## [ТЕКСТ ДЛЯ ЧТЕНИЯ]

----

Напомнив об этом, приведу сохранившиеся у меня в блокноте записи.
...Последние километры над тихой водой Адриатического моря. Все приближаются очертания берега. Слева ожерелье береговых огней, под ногами огоньки аэродрома. Садимся на освещенное поле. Вылезаем. После полета на высоте пяти с половиной тысяч метров воздух по-летнему жаркий.
Соколов велит мне сразу же из самолета быстро идти во встречающий нас, подогнанный к самому самолету штабной "шевролет" военного образца. Уже из "шевролета" вижу, как он разговаривает с каким-то подъехавшим к самолету на таком же "шевролете" английским офицером. Смеются и дружески хлопают друг друга по плечам.

----

## [ИСХОДНЫЙ МАТЕРИАЛ]

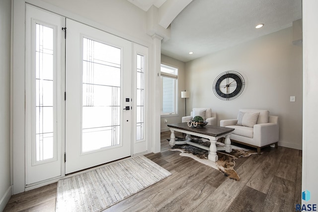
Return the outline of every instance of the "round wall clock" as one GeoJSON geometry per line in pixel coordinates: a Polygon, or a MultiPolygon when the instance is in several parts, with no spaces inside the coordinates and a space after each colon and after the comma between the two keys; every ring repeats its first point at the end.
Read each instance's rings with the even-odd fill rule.
{"type": "Polygon", "coordinates": [[[244,78],[238,72],[225,71],[219,75],[213,82],[213,92],[220,99],[230,100],[237,97],[244,89],[244,78]]]}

----

Определите, согласуются ли с текстом для чтения утверждения (а), (б) и (в), и подтвердите каждый ответ «да» или «нет» дословной цитатой из текста. (а) Самолет сел на неосвещенное поле. (б) После полета воздух оказался по-летнему жарким. (в) Соколов разговаривал с английским офицером, подъехавшим к самолету на таком же «шевролете».

## [ОТВЕТ К ЗАДАНИЮ]
(а) Нет: «Садимся на освещенное поле.»
(б) Да: «После полета на высоте пяти с половиной тысяч метров воздух по-летнему жаркий.»
(в) Да: «он разговаривает с каким-то подъехавшим к самолету на таком же "шевролете" английским офицером.»